== What to do ==
Render the listing below as a numbered list, omitting any blank lines and leaving out the pictures.

== Recorded data ==
--------------------
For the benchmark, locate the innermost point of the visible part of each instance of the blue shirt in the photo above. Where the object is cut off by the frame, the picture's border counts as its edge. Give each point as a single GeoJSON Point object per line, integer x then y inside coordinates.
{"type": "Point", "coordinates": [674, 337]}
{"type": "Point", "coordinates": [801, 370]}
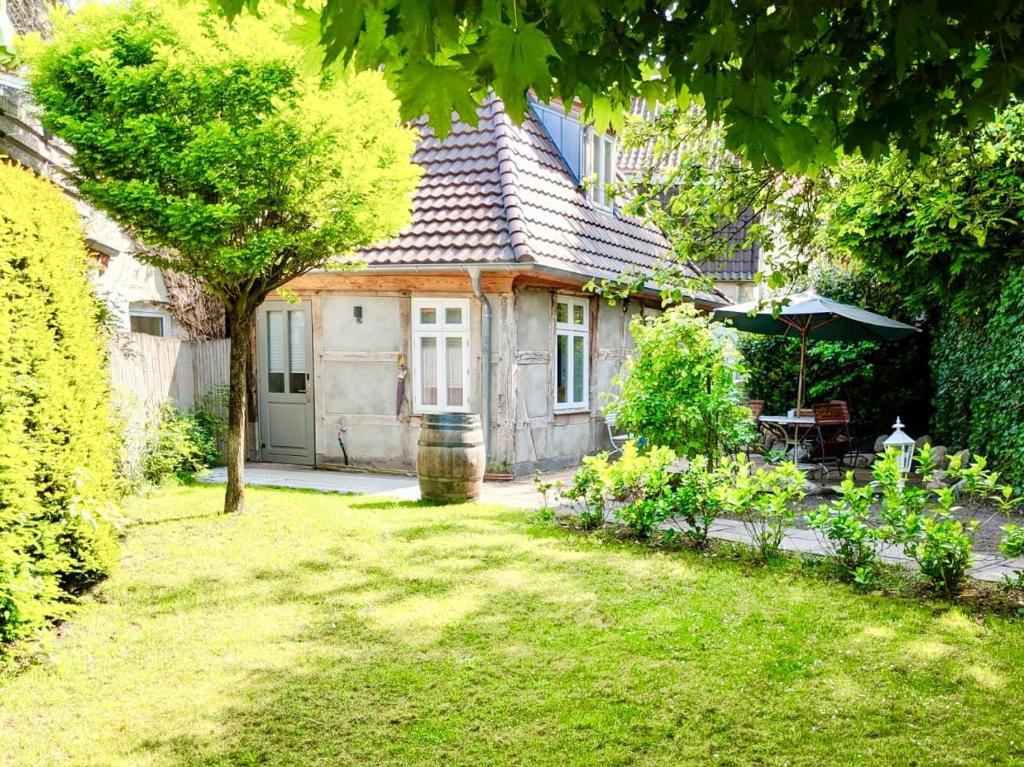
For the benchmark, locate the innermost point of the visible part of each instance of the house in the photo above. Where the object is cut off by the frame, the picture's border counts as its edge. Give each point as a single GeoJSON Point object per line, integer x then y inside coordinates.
{"type": "Point", "coordinates": [478, 305]}
{"type": "Point", "coordinates": [733, 274]}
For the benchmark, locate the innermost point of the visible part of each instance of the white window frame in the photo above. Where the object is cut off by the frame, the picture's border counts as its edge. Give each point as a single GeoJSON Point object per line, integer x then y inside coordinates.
{"type": "Point", "coordinates": [598, 172]}
{"type": "Point", "coordinates": [162, 316]}
{"type": "Point", "coordinates": [440, 331]}
{"type": "Point", "coordinates": [571, 331]}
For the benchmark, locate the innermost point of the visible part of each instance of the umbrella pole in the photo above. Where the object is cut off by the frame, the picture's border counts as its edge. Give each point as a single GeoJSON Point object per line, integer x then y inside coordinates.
{"type": "Point", "coordinates": [803, 363]}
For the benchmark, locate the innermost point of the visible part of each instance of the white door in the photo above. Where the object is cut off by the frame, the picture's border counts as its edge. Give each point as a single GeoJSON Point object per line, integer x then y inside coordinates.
{"type": "Point", "coordinates": [284, 343]}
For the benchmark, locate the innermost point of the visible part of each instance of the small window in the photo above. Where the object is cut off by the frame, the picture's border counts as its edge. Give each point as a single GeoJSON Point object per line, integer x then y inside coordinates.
{"type": "Point", "coordinates": [600, 169]}
{"type": "Point", "coordinates": [440, 355]}
{"type": "Point", "coordinates": [150, 324]}
{"type": "Point", "coordinates": [571, 352]}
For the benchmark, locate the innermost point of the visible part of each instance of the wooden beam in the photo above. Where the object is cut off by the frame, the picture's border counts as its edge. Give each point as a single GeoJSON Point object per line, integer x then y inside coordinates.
{"type": "Point", "coordinates": [368, 282]}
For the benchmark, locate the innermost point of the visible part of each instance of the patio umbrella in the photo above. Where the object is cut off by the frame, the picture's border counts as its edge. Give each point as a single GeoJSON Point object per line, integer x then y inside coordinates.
{"type": "Point", "coordinates": [810, 315]}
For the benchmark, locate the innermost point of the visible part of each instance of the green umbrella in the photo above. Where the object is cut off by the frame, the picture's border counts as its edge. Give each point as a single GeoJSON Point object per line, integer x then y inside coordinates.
{"type": "Point", "coordinates": [810, 315]}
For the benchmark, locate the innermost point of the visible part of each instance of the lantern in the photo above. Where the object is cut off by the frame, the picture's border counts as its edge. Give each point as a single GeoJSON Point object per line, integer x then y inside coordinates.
{"type": "Point", "coordinates": [903, 445]}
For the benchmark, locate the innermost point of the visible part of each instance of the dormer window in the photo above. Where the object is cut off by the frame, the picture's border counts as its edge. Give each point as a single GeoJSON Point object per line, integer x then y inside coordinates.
{"type": "Point", "coordinates": [600, 168]}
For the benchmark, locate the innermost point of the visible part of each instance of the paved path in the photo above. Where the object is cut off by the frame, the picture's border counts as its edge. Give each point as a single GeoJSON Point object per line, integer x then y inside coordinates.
{"type": "Point", "coordinates": [522, 494]}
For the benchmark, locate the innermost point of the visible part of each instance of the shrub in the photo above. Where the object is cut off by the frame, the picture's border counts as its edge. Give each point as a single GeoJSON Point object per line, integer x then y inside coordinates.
{"type": "Point", "coordinates": [679, 389]}
{"type": "Point", "coordinates": [56, 436]}
{"type": "Point", "coordinates": [638, 480]}
{"type": "Point", "coordinates": [693, 500]}
{"type": "Point", "coordinates": [1012, 543]}
{"type": "Point", "coordinates": [978, 366]}
{"type": "Point", "coordinates": [182, 445]}
{"type": "Point", "coordinates": [763, 499]}
{"type": "Point", "coordinates": [846, 525]}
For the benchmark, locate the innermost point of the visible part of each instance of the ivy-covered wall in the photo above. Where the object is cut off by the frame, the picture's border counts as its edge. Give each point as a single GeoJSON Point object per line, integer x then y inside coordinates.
--------------------
== Answer to the problem ==
1. For the benchmark, locate the innermost point of the visible part of each instance of the blue shirt in the photo above. Where the object is cut off by the frame, the picture's border counts as its edge. Give each point as a single GeoJSON Point object per line, integer x then y inside coordinates.
2. {"type": "Point", "coordinates": [674, 337]}
3. {"type": "Point", "coordinates": [801, 370]}
4. For the benchmark, locate the innermost point of the visible part of each instance of the house in the photo above. Where the object is cut off by the frame, the picture's border counts as its edge. Give each point as a single GeoJSON Point object per line, integer x then y inside coordinates.
5. {"type": "Point", "coordinates": [478, 305]}
6. {"type": "Point", "coordinates": [733, 274]}
7. For the benchmark, locate the innermost point of the visible part of each instance of the white window frame in the photo above. Where the object is cut off by the frame, the picture's border counts as its edge. Give each point as a single GeoJSON Point object per line, integer x then y inside coordinates.
8. {"type": "Point", "coordinates": [598, 172]}
9. {"type": "Point", "coordinates": [162, 316]}
10. {"type": "Point", "coordinates": [440, 331]}
11. {"type": "Point", "coordinates": [571, 331]}
12. For the benchmark, locate the innermost point of the visible part of each instance of the umbrella pole in the photo above. Where the object is cut off by the frame, the picture's border counts as its edge. Give each point as a single GeoJSON Point object per line, integer x then y inside coordinates.
13. {"type": "Point", "coordinates": [803, 363]}
14. For the benchmark, locate the innermost point of the visible part of each instance of the white door in the photo above. Where the object is cut off by the frame, the picture's border counts as its edge. Give each point as a single GeoJSON Point object per line, integer x then y inside coordinates.
15. {"type": "Point", "coordinates": [284, 343]}
16. For the benchmark, locate the innermost point of the visible part of each instance of the small window in the photo above. Where the object is cut off by the frame, the picture's border counts as its edge. Give each point as a single GeoJSON Point object per line, integer x then y inside coordinates.
17. {"type": "Point", "coordinates": [600, 169]}
18. {"type": "Point", "coordinates": [440, 355]}
19. {"type": "Point", "coordinates": [150, 324]}
20. {"type": "Point", "coordinates": [571, 352]}
21. For the benchmark, locate the innermost point of the visible part of each instance of the wooden beam in the photo above. Where the object is cut off by the frame, the picture's border counts as its edge. Give each point as a single GeoJSON Point object per line, integer x then y inside coordinates.
22. {"type": "Point", "coordinates": [368, 282]}
23. For the benchmark, locate the innermost point of the visible part of each instance of the patio umbrella in the photo above. Where the object is cut off by the frame, the picture's border counts as its edge. Give each point as a single GeoJSON Point object per line, integer x then y inside coordinates.
24. {"type": "Point", "coordinates": [810, 315]}
25. For the benchmark, locate the innermost point of the visible part of each instance of the green umbrella in the photo above. Where the object is cut off by the frame, the picture's border counts as its edge. Give each point as a single GeoJSON Point object per line, integer x then y inside coordinates.
26. {"type": "Point", "coordinates": [810, 315]}
27. For the benchmark, locate the innermost point of the visible part of each instance of the lantern in the photo above. Where the object is cut off by the frame, the picture's border counts as its edge. Give each point as a single GeoJSON Point object per line, integer x then y inside coordinates.
28. {"type": "Point", "coordinates": [903, 445]}
29. For the benchmark, locate the innermost point of the visible part of each instance of the dormer window in the photo above. Where the object is cut off by the frame, the picture's border counts as its edge. Give each point as a single GeoJSON Point object per line, integer x then y inside coordinates.
30. {"type": "Point", "coordinates": [600, 168]}
31. For the benchmark, locate the innermost point of the visible part of each instance of the paved path in the photo above. Where the object is cut off by the frame, the picture's border counts as its edge. Give each point as a single GeoJSON Point object per line, integer x then y inside coordinates.
32. {"type": "Point", "coordinates": [522, 494]}
33. For the benchmark, locate the innermost point of the visible part of each instance of the shrub in the photo above. Where the object is cut off by the frame, the picture's border counts as its edge. Give each point as a single GeoJSON Point object per line, integer x then y inside coordinates.
34. {"type": "Point", "coordinates": [679, 389]}
35. {"type": "Point", "coordinates": [56, 436]}
36. {"type": "Point", "coordinates": [638, 480]}
37. {"type": "Point", "coordinates": [693, 500]}
38. {"type": "Point", "coordinates": [1012, 543]}
39. {"type": "Point", "coordinates": [978, 366]}
40. {"type": "Point", "coordinates": [182, 445]}
41. {"type": "Point", "coordinates": [763, 499]}
42. {"type": "Point", "coordinates": [846, 525]}
43. For the benchmark, locate the innermost point of the visible part of each instance of the ivy-covered wall in the photo above. Where the object is cut off by the frame, the picture's border counts as its edge. Give each point as a single GeoJSON Point object per line, integer x then y inside coordinates.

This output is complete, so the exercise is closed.